• Collection entries:
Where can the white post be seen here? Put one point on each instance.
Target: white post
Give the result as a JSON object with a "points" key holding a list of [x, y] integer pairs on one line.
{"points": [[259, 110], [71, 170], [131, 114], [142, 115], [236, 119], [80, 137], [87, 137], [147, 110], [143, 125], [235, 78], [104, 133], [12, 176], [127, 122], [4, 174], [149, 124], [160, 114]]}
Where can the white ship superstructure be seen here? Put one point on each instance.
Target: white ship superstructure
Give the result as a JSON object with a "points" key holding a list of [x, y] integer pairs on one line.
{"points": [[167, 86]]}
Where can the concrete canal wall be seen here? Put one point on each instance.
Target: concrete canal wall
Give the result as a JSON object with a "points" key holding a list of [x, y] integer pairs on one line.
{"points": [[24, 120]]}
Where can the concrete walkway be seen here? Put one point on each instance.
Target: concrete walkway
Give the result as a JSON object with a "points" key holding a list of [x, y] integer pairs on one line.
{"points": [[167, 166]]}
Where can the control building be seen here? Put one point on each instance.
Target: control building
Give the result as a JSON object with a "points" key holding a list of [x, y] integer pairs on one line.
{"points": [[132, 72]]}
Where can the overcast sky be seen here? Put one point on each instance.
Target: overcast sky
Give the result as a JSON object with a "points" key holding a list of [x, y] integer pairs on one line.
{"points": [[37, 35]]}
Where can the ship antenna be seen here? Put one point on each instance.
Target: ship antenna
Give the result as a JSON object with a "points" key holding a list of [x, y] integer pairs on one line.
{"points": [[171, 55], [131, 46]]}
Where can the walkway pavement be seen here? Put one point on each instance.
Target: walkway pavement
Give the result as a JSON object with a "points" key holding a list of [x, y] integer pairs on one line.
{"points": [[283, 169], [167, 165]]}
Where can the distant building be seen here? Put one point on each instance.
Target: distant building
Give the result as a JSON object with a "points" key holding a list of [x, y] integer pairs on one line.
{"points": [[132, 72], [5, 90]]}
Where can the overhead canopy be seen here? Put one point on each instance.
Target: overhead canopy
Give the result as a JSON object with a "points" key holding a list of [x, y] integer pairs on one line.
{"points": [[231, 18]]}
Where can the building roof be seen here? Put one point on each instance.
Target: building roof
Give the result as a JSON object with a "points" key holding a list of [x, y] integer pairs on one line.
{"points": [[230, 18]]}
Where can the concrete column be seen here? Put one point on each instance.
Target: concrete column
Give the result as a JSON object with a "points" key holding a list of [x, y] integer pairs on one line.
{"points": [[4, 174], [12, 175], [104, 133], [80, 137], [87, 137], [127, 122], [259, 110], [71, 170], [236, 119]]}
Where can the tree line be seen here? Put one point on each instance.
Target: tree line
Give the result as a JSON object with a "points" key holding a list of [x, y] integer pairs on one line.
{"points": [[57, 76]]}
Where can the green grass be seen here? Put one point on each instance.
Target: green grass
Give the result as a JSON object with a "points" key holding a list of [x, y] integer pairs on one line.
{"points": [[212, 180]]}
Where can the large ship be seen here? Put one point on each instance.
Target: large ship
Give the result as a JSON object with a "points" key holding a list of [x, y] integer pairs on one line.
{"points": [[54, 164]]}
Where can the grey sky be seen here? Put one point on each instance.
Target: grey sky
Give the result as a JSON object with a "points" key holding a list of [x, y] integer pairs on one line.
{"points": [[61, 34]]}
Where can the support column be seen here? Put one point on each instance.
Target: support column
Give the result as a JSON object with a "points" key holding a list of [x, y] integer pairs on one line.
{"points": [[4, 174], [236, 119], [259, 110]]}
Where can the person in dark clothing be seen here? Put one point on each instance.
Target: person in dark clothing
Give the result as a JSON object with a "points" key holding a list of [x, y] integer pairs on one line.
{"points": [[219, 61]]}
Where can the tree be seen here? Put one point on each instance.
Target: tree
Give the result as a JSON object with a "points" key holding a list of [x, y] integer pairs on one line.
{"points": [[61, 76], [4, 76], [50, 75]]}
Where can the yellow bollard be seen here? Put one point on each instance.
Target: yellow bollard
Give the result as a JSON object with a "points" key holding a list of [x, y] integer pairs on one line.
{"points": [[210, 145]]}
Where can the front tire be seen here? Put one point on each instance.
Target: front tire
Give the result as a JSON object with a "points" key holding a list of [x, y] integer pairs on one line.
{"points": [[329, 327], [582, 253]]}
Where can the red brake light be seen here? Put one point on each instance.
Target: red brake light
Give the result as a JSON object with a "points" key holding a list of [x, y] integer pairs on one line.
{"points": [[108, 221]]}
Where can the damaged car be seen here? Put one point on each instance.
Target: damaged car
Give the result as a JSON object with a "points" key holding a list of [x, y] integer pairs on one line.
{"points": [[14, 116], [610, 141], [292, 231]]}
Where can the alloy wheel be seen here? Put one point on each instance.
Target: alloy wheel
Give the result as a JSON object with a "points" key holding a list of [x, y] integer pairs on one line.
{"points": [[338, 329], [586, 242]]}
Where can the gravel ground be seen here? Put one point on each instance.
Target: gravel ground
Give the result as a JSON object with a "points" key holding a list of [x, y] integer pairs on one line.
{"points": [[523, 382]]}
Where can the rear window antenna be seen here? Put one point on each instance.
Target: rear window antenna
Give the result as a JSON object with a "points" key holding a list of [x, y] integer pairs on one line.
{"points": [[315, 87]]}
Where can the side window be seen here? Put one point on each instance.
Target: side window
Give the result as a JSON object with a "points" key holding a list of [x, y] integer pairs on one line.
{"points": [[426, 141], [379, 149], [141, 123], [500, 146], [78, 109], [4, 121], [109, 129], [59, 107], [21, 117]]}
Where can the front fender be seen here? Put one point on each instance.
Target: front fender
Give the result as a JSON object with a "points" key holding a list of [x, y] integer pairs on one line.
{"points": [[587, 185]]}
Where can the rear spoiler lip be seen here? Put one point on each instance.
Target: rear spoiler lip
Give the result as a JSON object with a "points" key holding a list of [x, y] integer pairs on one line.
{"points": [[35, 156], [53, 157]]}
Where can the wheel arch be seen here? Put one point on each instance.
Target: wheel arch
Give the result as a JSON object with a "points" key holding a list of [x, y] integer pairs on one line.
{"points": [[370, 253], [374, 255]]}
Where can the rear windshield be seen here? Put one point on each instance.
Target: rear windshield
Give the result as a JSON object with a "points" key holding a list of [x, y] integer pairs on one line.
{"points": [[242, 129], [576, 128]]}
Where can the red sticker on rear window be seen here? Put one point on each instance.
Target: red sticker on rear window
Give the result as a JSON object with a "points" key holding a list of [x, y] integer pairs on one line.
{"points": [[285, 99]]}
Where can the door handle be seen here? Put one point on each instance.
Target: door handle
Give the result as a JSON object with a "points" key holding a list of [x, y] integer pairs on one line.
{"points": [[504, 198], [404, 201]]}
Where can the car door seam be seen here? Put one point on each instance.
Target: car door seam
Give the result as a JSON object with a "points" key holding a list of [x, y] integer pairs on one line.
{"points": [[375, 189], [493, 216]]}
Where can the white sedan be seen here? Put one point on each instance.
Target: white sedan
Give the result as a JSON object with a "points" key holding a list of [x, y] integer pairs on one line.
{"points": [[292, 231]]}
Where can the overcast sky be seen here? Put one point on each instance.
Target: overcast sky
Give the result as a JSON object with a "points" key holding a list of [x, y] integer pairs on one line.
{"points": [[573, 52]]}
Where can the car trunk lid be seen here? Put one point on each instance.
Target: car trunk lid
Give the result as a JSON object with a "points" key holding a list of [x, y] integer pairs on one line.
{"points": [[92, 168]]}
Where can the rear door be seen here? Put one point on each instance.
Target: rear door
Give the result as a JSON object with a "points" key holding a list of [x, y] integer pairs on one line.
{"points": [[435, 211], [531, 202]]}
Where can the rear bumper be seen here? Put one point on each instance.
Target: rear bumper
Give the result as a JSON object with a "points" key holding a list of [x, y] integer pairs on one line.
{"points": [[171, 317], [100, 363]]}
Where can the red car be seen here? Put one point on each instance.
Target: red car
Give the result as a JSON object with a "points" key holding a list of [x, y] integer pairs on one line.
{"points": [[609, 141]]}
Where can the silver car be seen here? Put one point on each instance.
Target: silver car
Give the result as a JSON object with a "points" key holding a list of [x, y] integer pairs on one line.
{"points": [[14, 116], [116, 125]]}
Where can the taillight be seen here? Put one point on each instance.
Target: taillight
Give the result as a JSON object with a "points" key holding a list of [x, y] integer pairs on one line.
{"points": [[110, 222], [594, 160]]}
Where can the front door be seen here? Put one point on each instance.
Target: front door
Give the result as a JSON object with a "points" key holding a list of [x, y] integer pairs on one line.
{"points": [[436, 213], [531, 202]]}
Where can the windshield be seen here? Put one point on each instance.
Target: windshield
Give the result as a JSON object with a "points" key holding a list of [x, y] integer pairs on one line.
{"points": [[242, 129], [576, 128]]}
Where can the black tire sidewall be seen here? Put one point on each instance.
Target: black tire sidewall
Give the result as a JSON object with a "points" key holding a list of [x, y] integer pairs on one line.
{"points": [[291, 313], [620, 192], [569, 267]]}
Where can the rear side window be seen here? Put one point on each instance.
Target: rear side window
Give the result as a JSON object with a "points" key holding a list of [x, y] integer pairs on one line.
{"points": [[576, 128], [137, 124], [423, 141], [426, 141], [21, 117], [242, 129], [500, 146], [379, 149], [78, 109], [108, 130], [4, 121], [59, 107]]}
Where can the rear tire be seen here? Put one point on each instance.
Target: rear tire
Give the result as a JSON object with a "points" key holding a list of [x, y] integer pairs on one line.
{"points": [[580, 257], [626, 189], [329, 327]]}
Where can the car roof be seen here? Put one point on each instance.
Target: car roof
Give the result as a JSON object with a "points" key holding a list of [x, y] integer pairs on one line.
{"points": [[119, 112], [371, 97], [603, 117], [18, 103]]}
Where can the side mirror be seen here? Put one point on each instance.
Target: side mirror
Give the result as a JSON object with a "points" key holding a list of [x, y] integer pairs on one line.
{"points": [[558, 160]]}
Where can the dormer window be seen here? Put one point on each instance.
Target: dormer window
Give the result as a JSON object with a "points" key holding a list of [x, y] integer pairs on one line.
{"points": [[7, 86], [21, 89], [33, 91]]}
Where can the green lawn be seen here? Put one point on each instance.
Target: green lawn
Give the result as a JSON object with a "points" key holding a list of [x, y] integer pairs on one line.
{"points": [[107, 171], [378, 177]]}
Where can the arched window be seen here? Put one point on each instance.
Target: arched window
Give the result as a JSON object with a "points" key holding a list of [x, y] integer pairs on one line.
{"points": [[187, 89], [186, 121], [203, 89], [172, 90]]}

• DIRECTIONS:
Only those lines running from the one containing "Where can the dormer" through the last line of the data above are to be copied, exactly, with both ends included.

• WRITTEN RESPONSE:
Where can the dormer window be seen here? Put one point on each instance.
Target: dormer window
Give the result as a JSON object with a "points" key holding a list of [x, y] integer pairs on one line.
{"points": [[7, 86], [21, 89], [33, 91]]}
Where can the green lawn be seen here? Put one point on each instance.
Target: green lawn
Give the result as a JSON object with a "points" key holding a list of [x, y] integer pairs on one line.
{"points": [[107, 171], [378, 177]]}
Where can the arched window be seen here? Put one point on each instance.
Target: arched window
Give the result as a JSON object with a "points" key holding a list of [x, y] integer pairs on one line.
{"points": [[187, 89], [186, 121], [203, 89], [172, 90]]}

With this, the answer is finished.